SOURCE DOCUMENT
────────────────

Posted by: common intelligence on Oct 31, 2008 10:31 AM   
Current rating: 5    [1 = poor; 5 = excellent]
Let's see. Paulson weasles a Trillion plus bailout. (Let us not exclude the money for Goldman Sachs and AIG).
Congress approves it.
Some people, less than 1 %, I think, get Millions in their bank accounts and are hidden from the world.
Then little stock holders and 401K er's , suckers at-large, loose big time.

So here's what I don't get>
• The hyper inflated values of virtually everything fall down to reality.
People don't want to accept they have been set up for years to be swindled by these sales pitches pushed on them, of the "ever increasing, growth model, economic model that was and is an impossiblity.

• Bush dodges any responsibility for any short comings in being in control on his elected post. SO he's not responsible.

• Now you're all saying there is a mass "transfer of wealth"?
with a monetary system that is based on debt and being "bailed out with more debt"?

What transfer of wealth are are you taking about?
People only have the power they are given.
People only have the wealth they control.
You, the people, allowed this all to transpire by >i>going along like good-don't-rock-the-boat sheep.

────────────────

THE DATA
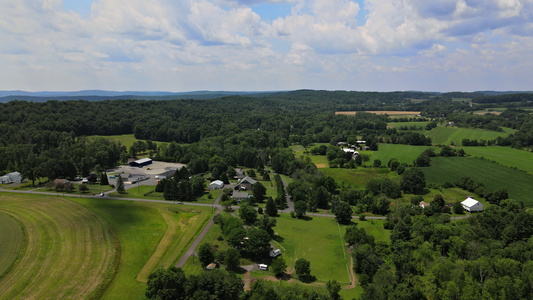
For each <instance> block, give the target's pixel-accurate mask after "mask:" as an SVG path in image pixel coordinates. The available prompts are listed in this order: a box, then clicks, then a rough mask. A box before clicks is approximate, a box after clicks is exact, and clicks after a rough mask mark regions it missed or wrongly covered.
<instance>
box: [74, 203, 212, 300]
mask: <svg viewBox="0 0 533 300" xmlns="http://www.w3.org/2000/svg"><path fill="white" fill-rule="evenodd" d="M71 200H73V201H75V202H77V203H80V204H82V205H83V206H85V207H86V208H88V209H89V210H92V211H94V212H96V213H97V214H98V215H99V216H101V217H102V218H103V219H105V220H106V221H107V222H108V223H109V224H110V225H111V227H112V228H113V229H114V230H115V232H116V234H117V236H118V238H119V240H120V248H121V258H120V265H119V268H118V272H117V274H116V276H115V278H114V280H113V281H112V282H111V284H110V286H109V288H108V289H107V290H106V291H105V293H104V295H103V298H104V299H144V291H145V289H146V284H145V282H144V281H145V280H146V276H147V274H149V273H150V272H151V271H152V270H153V269H155V268H159V267H161V265H163V267H165V268H166V267H168V266H170V265H172V264H175V263H176V262H177V260H179V258H180V257H181V255H182V254H183V253H184V252H185V251H186V250H187V247H188V246H189V245H190V244H191V243H192V241H193V240H194V238H196V236H197V235H198V234H199V232H200V231H201V229H202V228H203V226H204V225H205V223H206V222H207V221H208V220H209V218H210V217H211V216H212V214H211V208H210V207H209V208H207V207H190V206H189V207H188V206H186V205H179V204H172V203H169V204H165V203H149V202H133V201H132V202H129V201H120V200H109V199H97V200H96V199H85V198H71Z"/></svg>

────────────────

According to the bailout comment, which two companies' money should not be left out of the bailout total?

Goldman Sachs and AIG